__A run of items__:
>>>>>
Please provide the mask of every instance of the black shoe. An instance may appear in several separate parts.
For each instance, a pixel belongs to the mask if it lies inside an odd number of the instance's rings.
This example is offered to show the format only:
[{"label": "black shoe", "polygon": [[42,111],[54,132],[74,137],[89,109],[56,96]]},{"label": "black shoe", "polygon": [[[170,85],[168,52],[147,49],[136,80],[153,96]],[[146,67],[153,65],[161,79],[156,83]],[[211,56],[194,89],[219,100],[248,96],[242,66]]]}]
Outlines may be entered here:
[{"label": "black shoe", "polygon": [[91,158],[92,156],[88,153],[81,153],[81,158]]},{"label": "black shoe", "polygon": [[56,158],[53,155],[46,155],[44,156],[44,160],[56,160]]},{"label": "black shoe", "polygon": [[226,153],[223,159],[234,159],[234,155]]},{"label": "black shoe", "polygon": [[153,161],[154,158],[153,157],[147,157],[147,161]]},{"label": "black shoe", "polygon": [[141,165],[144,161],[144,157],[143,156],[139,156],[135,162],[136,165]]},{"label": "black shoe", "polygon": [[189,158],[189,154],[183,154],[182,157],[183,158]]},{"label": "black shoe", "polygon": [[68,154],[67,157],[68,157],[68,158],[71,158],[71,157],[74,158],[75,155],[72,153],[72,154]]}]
<<<<<
__EXERCISE INSTRUCTIONS__: Rewrite the items from the start through the line containing "This example is", putting "region" wherever "mask" appears and changing nothing else.

__EXERCISE ANSWER__:
Please provide the region of every instance of the black shoe. An instance may appear in several separate parts.
For each instance, a pixel belongs to the region if it lies inside an odd number of the instance's rings.
This example is offered to show the format only:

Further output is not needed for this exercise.